>> Begin Text provided

The William McKinley Presidential Library and Museum is the presidential library of 25th U.S. president William McKinley. The library, which is located at the foot of the McKinley National Memorial, is owned and operated by the Stark County Historical Society, and located in Canton, Ohio, where McKinley built his career as lawyer, prosecuting attorney, congressman, governor and president.

The museum contains the largest collection of McKinley artifacts in the world and chronicles the life and career of the 25th president, from his birth to his death at the hands of an assassin. Another exhibit also explores the construction of the Memorial and the unfortunate fate of the McKinley’s Canton home, destroyed by fire in 1937.

As for the Museum itself it boasts a science center with some wildlife and fossils. The museum has a temporary exhibit space called the Keller gallery. The museum also has an planetarium show. Because of the science center, the museum has a membership plan that lets the member access other museums meeting the same criteria throughout the United States. The museum also houses other artifacts on the surrounding city.

The museum largely relies on volunteer staff for its operations. The current curator is Kimberly Kenney.

Hoover-Price Planetarium 

The Hoover-Price Planetarium was built during 1962, opened in July 1963, and stands adjacent to the McKinley National Memorial in Canton, Ohio. The Planetarium is housed within the McKinley Presidential Library & Museum.

The primary influence in the design and development of the planetarium was Richard Emmons (1919-2005), senior engineer in the Astronautics Department at Goodyear Aircraft Corporation, and past program director and lecturer at Morehead Planetarium in Chapel Hill, North Carolina. Asteroid 5391 Emmons (1985 RE2) was named in Emmons honor.

>> End Text provided

> _Directive_
Write what comes next in the McKinley Presidential Library and Museum passage above, starting after its final sentence.

>> Begin Data records

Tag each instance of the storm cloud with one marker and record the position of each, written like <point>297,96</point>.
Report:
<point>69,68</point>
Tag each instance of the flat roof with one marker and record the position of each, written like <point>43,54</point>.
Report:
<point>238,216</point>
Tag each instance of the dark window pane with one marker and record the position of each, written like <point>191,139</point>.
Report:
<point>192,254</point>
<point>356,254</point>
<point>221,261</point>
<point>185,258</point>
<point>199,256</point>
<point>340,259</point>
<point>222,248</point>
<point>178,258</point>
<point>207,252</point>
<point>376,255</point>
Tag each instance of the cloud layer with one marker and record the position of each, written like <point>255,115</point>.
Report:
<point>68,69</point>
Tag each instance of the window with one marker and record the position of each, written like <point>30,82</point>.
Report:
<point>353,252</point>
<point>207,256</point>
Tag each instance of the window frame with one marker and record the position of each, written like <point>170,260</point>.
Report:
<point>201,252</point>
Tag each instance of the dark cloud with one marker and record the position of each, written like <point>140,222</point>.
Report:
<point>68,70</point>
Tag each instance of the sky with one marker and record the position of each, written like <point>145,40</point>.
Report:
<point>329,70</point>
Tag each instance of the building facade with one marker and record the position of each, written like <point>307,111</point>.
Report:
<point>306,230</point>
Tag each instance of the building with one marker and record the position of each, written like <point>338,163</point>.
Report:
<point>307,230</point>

>> End Data records
>> Begin Data records

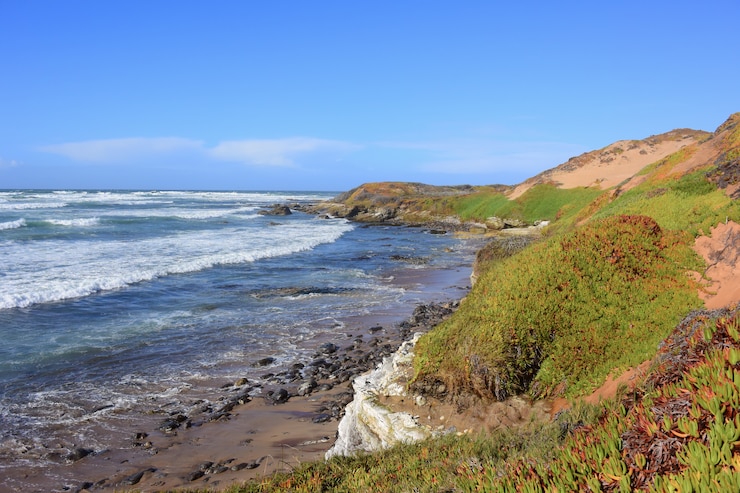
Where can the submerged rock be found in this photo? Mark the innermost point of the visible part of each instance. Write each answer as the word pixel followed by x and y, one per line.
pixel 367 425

>> End Data records

> _Task response_
The central opto-mechanical star projector, a Spitz Model A-3-P, was enhanced by Emmons to show an additional 1,500 stars. Except for the dome and the sound system, all of the original equipment was purchased from Spitz Laboratories. The dome was made and installed by Astro-Dome, Inc., of Canton. It measures 7.2 meters in diameter and is made of aluminum structural beams covered by a perforated aluminum screen. The planetarium has 60 auxiliary projectors, including solar and lunar eclipses, meteors, life cycle of stars, double stars, Aurora Borealis, rainbows, the Milky Way galaxy, views of the moon and sunrise and sunset.

The construction of the planetarium was and remains privately funded. It is named after the two families whose donations made the project possible, the Hoover family and company and Mr. and Mrs. Harley C. Price. The planetarium has undergone few changes since 1964, except for the addition of two DLP projectors and a computer to generate images. Richard Emmons' son, Thomas Emmons, Emeritus Professor at Kent State’s Physics Department, continues to maintain the planetarium. The current director is David L. Richards, with a part-time staff of four program lecturers. All programming is accomplished in-house.

Ramsayer Research Library
The presidential archive itself is called the "Ramsayer Research Library" and is located in the South Wing of the building.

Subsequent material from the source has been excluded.